• _BRIEF_
All of the data is to be copied without a single change.

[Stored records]
[Start of Attachment]
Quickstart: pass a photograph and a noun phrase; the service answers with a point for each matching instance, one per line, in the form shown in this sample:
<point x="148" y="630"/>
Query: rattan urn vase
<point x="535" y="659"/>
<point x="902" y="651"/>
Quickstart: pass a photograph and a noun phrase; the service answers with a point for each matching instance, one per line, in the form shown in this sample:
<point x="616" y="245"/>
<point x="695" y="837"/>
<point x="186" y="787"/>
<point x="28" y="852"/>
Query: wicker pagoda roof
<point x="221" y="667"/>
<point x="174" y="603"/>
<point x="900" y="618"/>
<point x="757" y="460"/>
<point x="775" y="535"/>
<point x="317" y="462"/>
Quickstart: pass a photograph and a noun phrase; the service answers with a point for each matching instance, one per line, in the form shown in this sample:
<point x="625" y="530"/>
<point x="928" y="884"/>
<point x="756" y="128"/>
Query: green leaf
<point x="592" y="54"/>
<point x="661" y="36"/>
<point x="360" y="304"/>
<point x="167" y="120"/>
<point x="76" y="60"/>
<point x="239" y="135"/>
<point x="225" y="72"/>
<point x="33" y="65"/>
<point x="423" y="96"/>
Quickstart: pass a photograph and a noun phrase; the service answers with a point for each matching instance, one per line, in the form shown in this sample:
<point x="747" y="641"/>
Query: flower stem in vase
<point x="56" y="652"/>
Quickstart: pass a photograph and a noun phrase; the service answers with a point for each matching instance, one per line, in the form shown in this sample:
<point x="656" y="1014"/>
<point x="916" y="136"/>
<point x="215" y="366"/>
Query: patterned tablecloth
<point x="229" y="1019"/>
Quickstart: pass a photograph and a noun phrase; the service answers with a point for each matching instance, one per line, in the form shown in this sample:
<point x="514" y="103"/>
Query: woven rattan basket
[End of Attachment]
• _RESPONSE TO THE EXERCISE_
Quickstart: pass a photograph and a noun phrase; the service answers with a point for each matching instance, one per line, in the form shown in this sample:
<point x="148" y="630"/>
Query: rattan urn vase
<point x="535" y="659"/>
<point x="902" y="651"/>
Quickstart: pass a photograph and a noun phrase; the service answers with a point for each matching instance, one per line, in the form shown in this sample:
<point x="616" y="245"/>
<point x="695" y="837"/>
<point x="186" y="787"/>
<point x="28" y="852"/>
Query: wicker pagoda roof
<point x="221" y="667"/>
<point x="174" y="603"/>
<point x="900" y="618"/>
<point x="757" y="460"/>
<point x="775" y="535"/>
<point x="317" y="462"/>
Quickstart: pass a photograph and a noun phrase; the service answers with a point for each matching instance, one per line, in the form shown in this sample:
<point x="625" y="530"/>
<point x="928" y="884"/>
<point x="756" y="128"/>
Query: green leaf
<point x="592" y="54"/>
<point x="661" y="36"/>
<point x="360" y="304"/>
<point x="167" y="120"/>
<point x="76" y="60"/>
<point x="239" y="135"/>
<point x="225" y="72"/>
<point x="33" y="65"/>
<point x="423" y="96"/>
Quickstart: pass a photograph and a noun phrase; the service answers with a point for each matching instance, one per line, in the form shown in this sample:
<point x="747" y="641"/>
Query: flower stem in vase
<point x="56" y="652"/>
Quickstart: pass a photograph and a noun phrase; the service answers with a point for each matching instance, one per line, in the form shown in this sample:
<point x="656" y="1014"/>
<point x="916" y="136"/>
<point x="215" y="366"/>
Query: patterned tablecloth
<point x="229" y="1019"/>
Quickstart: pass a photograph and a noun phrase; the service answers with a point for each matching instance, one per line, in the form shown in this sample:
<point x="514" y="103"/>
Query: woven rattan basket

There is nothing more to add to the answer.